» **文字节选**:

──────────

[View in Colaboratory](https://colab.research.google.com/github/JozeeLin/google-tensorflow-exercise/blob/master/%E5%8D%B7%E7%A7%AF%E7%A5%9E%E7%BB%8F%E7%BD%91%E7%BB%9C.ipynb)

## 卷积神经网络简介
卷积神经网络最初是为解决图像识别等问题设计的，当然其现在的应用不仅限于图像和视频，也可用于时间序列信号，比如音频信号、文本数据等。
 
在早期的图像识别研究中，最大的挑战是如何组织特征，因为图像数据不像其他类型的数据那样可以通过人工理解来提取特征。
 
在股票预测等模型中，我们可以从原始数据中提取过往的交易价格波动、市盈率、市净率、盈利增长等金融因子，这既是特征工程。
 
但是在图像中，我们很难根据人为理解提取出有效而丰富的特征。
 
在深度学习出现之前，我们必须辅助SIFT、HoG等算法提取具有良好区分性的特征，再集合SVM等机器学习算法进行图像识别。
 
SIFT对一定程度内的缩放、平移、旋转、视角改变、亮度调整等畸变，都具有不变性，是当时最重要的图像特征提取方法之一。
 
在之前只能依靠SIFT等特征提取算法才能勉强进行可靠的图像识别。

──────────

» **所给清单**:
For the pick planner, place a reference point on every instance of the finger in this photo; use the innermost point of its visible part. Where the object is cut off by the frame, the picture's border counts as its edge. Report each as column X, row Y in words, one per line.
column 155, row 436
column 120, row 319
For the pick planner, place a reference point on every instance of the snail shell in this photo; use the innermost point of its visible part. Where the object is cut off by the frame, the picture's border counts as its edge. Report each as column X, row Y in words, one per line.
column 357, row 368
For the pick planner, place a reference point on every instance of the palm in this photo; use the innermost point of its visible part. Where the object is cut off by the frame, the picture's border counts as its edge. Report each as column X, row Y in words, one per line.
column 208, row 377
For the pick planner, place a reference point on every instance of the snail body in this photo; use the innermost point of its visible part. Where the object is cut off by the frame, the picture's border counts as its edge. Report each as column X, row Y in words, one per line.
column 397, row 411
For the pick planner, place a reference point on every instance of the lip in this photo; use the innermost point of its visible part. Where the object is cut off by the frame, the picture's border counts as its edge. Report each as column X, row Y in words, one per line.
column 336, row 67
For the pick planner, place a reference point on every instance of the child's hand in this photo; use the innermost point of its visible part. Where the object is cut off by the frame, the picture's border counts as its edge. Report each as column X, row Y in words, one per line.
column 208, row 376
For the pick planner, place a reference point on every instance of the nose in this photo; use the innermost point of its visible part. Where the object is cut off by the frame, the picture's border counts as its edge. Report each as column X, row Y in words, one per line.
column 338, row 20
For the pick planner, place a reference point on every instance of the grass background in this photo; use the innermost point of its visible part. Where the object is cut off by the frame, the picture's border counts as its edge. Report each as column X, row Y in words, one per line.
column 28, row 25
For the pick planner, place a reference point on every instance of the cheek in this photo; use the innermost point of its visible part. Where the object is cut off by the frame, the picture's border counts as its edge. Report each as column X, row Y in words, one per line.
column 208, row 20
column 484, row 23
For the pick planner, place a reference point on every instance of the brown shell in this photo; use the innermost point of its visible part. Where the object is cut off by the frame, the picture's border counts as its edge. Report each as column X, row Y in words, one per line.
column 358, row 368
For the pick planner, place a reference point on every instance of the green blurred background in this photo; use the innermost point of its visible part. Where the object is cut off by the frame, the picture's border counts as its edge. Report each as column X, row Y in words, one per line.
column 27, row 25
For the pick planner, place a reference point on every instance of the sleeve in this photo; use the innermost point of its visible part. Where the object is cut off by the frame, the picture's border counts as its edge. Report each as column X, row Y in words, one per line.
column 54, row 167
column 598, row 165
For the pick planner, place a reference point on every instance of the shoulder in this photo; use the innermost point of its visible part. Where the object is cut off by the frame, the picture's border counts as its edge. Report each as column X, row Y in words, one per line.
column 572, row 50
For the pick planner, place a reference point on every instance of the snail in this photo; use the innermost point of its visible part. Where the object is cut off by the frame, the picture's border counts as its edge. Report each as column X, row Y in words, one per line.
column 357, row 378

──────────

» **练习任务**:
(a) 把清单从第一行起，一直到含有“column 208, row 377”的那一行为止，一字不差地抄写一遍，头尾两行都要包括。
(b) 接着讲卷积神经网络的这段节选往下续写。
这段讲卷积神经网络的节选和那份清单互不相干。

» **各题答案**:
(a)
For the pick planner, place a reference point on every instance of the finger in this photo; use the innermost point of its visible part. Where the object is cut off by the frame, the picture's border counts as its edge. Report each as column X, row Y in words, one per line.
column 155, row 436
column 120, row 319
For the pick planner, place a reference point on every instance of the snail shell in this photo; use the innermost point of its visible part. Where the object is cut off by the frame, the picture's border counts as its edge. Report each as column X, row Y in words, one per line.
column 357, row 368
For the pick planner, place a reference point on every instance of the palm in this photo; use the innermost point of its visible part. Where the object is cut off by the frame, the picture's border counts as its edge. Report each as column X, row Y in words, one per line.
column 208, row 377

(b)
CNN可以直接使用图像的原始像素作为输入，而不必先使用SIFT等算法提取特征，减轻了使用传统算法如SVM时必需要做得大量重复、繁琐的数据预处理工作。
 
CNN的最大特点在于卷积的权值共享结构，可以大幅减少神经网络的参数量，防止过拟合的同时又降低了神经网络的复杂度。
 
一般的卷积神经网络由多个卷积层构成，每个卷积层中通常会进行如下几个操作:
 1. 图像通过多个不同的卷积核的滤波，并加偏置(bias),提取出局部特征，每一个卷积核会映射出一个新的2D图像
 2. 将前面卷积核的滤波输出结果，进行非线性的激活函数处理。目前最常见的是使用ReLU函数，而以前sigmoid函数用得比较多
 3. 对激活函数的结果再进行池化操作(即降采样，比如将2x2的图片降为1x1的图片)，目前一般是使用最大池化，保留最显著的特征，并提升模型的畸变容忍能力
 <br>
 
这几个步骤就构成了最常见的卷积层，当然也可以再加上一个LRN（局部响应归一化层）层，目前非常流行的Trick还有Batch Normalization等。
 
一个卷积层中可以有多个不同的卷积核，而每一个卷积核都对应一个滤波后映射出的新图像，同一个新图像中每一个图像都来自完全相同的卷积核，这就是卷积核的全职共享。
 
这一小块区域内的像素是相互关联的，每一个神经元不需要接收全部像素点的信息，只需要接收局部的像素点作为输入，而后将所有这些神经元收到的局部信息综合起来就可以得到全局的信息。
这样就可以将之前的全连接的模式修改为局部连接，之前隐含层的每一个隐含节点都和全部像素相连，现在我们只需要将每一个隐含节点连接到局部的像素节点。
 
通过局部连接的方法，将连接数从1万亿降低到1亿，但仍然偏多，需要继续降低参数量。现在隐含层每一个节点都与10x10的像素相连，也就是每一个隐含节点都拥有100个参数。假设我们的局部连接方式是卷积操作，即默认每一个**隐藏节点的参数都完全一样**，那我们的参数不再是1亿，而是100。**参数量只跟卷积核的大小有关，这也就是所谓的权值共享**。
 
卷积神经网络的要点就是局部连接、权值共享和池化层中的降采样。其中，局部连接和权值共享降低了参数数量，使训练复杂度降低，并减轻了过拟合。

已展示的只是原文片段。